» Consigne
Recopiez les lignes situées entre celle qui contient « # Detect every instance of curved » et celle qui contient « [147,202,172,229] », ces deux lignes comprises, en substituant « red iron column » à « red metal column » et sans rien changer d'autre.

» Données d'entrée

________

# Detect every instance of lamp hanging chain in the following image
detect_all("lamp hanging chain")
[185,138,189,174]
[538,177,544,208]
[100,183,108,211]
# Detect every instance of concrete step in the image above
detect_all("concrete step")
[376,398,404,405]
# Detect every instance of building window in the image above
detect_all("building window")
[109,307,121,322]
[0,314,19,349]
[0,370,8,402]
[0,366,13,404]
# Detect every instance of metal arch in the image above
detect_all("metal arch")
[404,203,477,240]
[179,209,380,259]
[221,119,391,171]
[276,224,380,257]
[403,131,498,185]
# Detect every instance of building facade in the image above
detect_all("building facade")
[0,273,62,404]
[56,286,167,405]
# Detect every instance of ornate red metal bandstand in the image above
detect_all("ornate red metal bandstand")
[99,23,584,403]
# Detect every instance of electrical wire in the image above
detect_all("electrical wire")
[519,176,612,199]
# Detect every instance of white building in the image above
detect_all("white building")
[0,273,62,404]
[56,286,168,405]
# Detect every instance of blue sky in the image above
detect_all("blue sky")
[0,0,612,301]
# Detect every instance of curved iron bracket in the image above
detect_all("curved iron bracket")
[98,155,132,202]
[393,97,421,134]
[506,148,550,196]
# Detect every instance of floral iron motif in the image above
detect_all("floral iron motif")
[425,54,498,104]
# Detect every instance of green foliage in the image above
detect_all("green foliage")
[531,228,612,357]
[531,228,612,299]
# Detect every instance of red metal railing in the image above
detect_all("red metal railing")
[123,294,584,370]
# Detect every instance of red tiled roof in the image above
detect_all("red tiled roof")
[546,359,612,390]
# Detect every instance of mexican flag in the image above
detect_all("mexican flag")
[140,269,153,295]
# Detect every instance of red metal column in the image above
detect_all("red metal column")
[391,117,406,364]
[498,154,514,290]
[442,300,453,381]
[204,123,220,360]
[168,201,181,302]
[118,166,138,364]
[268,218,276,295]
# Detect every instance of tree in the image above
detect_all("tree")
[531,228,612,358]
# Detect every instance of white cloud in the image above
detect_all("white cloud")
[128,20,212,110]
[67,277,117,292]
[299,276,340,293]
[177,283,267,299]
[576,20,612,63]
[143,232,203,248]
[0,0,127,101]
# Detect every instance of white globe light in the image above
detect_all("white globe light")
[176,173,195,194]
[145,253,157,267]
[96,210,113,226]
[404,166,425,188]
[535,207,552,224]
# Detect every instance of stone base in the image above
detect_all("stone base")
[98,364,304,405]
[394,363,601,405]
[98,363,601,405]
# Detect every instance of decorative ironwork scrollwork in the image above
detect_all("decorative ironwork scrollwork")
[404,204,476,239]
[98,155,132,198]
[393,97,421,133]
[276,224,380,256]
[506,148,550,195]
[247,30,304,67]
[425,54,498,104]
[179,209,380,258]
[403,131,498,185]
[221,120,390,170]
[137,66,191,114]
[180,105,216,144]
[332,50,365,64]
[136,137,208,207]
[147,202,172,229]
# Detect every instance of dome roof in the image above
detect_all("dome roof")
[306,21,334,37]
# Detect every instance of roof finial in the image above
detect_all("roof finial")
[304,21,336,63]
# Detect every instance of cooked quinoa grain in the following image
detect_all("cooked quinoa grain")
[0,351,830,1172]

________

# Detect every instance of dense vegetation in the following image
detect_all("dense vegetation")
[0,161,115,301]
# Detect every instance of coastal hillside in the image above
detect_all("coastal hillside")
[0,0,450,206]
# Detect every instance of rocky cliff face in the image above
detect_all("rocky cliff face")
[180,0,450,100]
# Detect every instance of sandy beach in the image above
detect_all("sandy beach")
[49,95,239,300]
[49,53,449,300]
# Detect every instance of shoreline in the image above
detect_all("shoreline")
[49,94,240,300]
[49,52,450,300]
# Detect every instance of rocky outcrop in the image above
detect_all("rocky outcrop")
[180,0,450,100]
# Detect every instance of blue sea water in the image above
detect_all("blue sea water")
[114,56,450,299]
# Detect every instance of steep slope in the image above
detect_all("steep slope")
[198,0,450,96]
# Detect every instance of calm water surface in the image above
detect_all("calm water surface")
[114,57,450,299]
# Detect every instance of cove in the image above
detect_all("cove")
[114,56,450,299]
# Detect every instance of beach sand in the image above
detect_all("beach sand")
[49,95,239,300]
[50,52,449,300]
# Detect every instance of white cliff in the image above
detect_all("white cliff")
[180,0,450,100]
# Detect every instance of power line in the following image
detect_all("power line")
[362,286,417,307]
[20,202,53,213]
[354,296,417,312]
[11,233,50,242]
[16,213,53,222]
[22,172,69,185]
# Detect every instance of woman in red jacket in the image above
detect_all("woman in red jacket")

________

» Réponse attendue
# Detect every instance of curved iron bracket in the image above
detect_all("curved iron bracket")
[98,155,132,202]
[393,97,421,134]
[506,148,550,196]
# Detect every instance of floral iron motif in the image above
detect_all("floral iron motif")
[425,54,498,104]
# Detect every instance of green foliage in the image above
detect_all("green foliage")
[531,228,612,357]
[531,228,612,299]
# Detect every instance of red metal railing in the image above
detect_all("red metal railing")
[123,294,584,370]
# Detect every instance of red tiled roof in the image above
detect_all("red tiled roof")
[546,359,612,390]
# Detect every instance of mexican flag in the image above
detect_all("mexican flag")
[140,269,153,295]
# Detect every instance of red iron column in the image above
detect_all("red iron column")
[391,117,406,364]
[498,154,514,290]
[442,300,453,381]
[204,123,220,360]
[168,201,181,302]
[118,166,138,364]
[268,218,276,295]
# Detect every instance of tree in the image above
detect_all("tree")
[531,228,612,358]
# Detect every instance of white cloud in the image above
detect_all("white cloud")
[128,20,212,110]
[67,277,117,292]
[299,276,340,293]
[177,283,267,299]
[576,20,612,63]
[143,232,203,248]
[0,0,127,101]
# Detect every instance of white globe light in the image above
detect_all("white globe light")
[176,173,195,194]
[145,253,157,267]
[96,210,113,226]
[404,166,425,188]
[535,207,552,224]
# Detect every instance of stone base in the image above
detect_all("stone base")
[98,364,304,405]
[394,363,601,405]
[98,363,601,405]
# Detect every instance of decorative ironwork scrollwork in the image above
detect_all("decorative ironwork scrollwork")
[404,204,476,239]
[98,155,132,198]
[393,97,421,133]
[276,224,380,256]
[506,148,550,195]
[247,30,304,67]
[425,54,498,104]
[179,209,380,258]
[403,131,498,185]
[221,120,390,170]
[137,66,191,114]
[180,105,216,144]
[332,50,365,64]
[136,137,208,207]
[147,202,172,229]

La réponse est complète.